PROBLEMS AND TASKS:
A – Return, word for word, the part of the passage on the writers' union letter that opens with the words containing "Read the letter" and closes with "harmed WGA members.".
B – Answer these questions using the passage on the writers' union letter:
(i) What date is given for the Atlantic article?
(ii) What does the union say its collective bargaining agreement requires the studios to do?
(iii) What does the letter say the studios have allowed tech companies to do?
C – Extend the passage on the writers' union letter, picking up after its last sentence.

** Begin PAGE **

The union claims that this story “confirms” that “tech companies have looted the studios’ intellectual property — a vast reserve of works created by generations of union labor — to train their artificial intelligence systems.” The union alleges that now, having wrested this information, tech companies are attempting to “sell back to the studios highly-priced services that plagiarize stolen works created by WGA members and Hollywood labor.”

The union leaders also refer to an article in its collective bargaining agreement with major studios that it argues “requires the studios to defend their copyrights on behalf of writers.”

Read the letter in full below.

The November 18 Atlantic article “There’s No Longer Any Doubt That Hollywood Writing is Powering AI” confirms what was already clear to so many: tech companies have looted the studios’ intellectual property—a vast reserve of works created by generations of union labor—to train their artificial intelligence systems. Having amassed billions in capital on this foundation of wholesale theft, these tech companies now seek to sell back to the studios highly-priced services that plagiarize stolen works created by WGA members and Hollywood labor.

The studios, as copyright holders of works written by WGA members, have done nothing to stop this theft. They have allowed tech companies to plunder entire libraries without permission or compensation. The studios’ inaction has harmed WGA members.

** End PAGE **
** Begin SOURCE DATA **

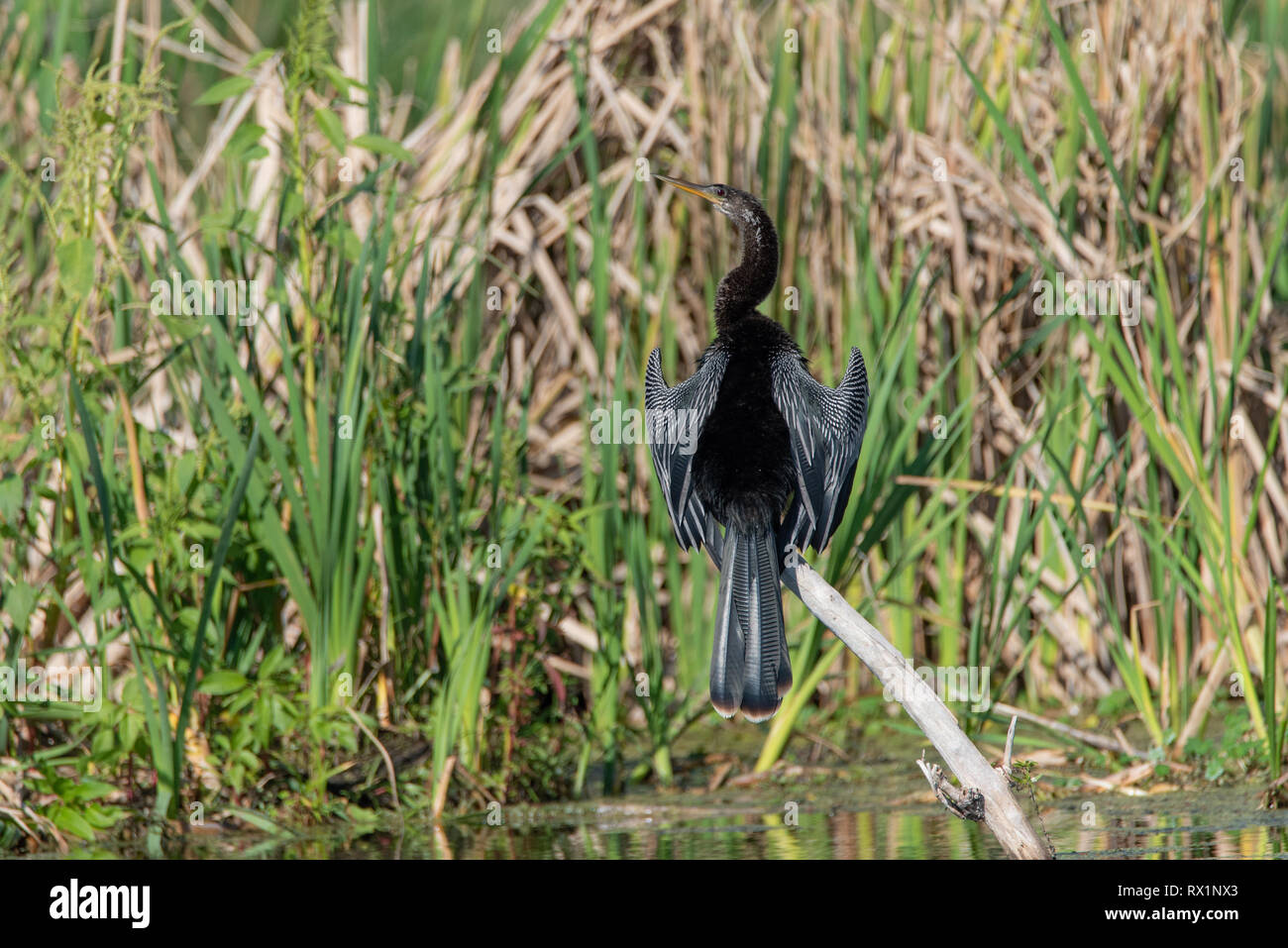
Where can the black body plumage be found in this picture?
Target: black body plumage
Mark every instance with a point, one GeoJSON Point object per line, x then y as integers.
{"type": "Point", "coordinates": [773, 462]}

** End SOURCE DATA **

TASK RESULTS:
A –
Read the letter in full below.

The November 18 Atlantic article “There’s No Longer Any Doubt That Hollywood Writing is Powering AI” confirms what was already clear to so many: tech companies have looted the studios’ intellectual property—a vast reserve of works created by generations of union labor—to train their artificial intelligence systems. Having amassed billions in capital on this foundation of wholesale theft, these tech companies now seek to sell back to the studios highly-priced services that plagiarize stolen works created by WGA members and Hollywood labor.

The studios, as copyright holders of works written by WGA members, have done nothing to stop this theft. They have allowed tech companies to plunder entire libraries without permission or compensation. The studios’ inaction has harmed WGA members.

B –
(i) November 18
(ii) Defend their copyrights on behalf of writers.
(iii) Plunder entire libraries without permission or compensation.

C –
The Guild’s collective bargaining agreement—the MBA—expressly requires the studios to defend their copyrights on behalf of writers. MBA Article 50 provides that the studios hold “in trust” rights reserved to certain writers of original works. Writers who have separated rights in those works under Article 16.B retain all other rights in the material, including the right to use the works to train AI systems. As holders of those rights in trust, the studios have a fiduciary obligation to protect against the unauthorized use of the works for AI training purposes.

It’s time for the studios to come off the sidelines. After this industry has spent decades fighting piracy, it cannot stand idly by while tech companies steal full libraries of content for their own financial gain. The studios should take immediate legal action against any company that has used our members’ works to train AI systems.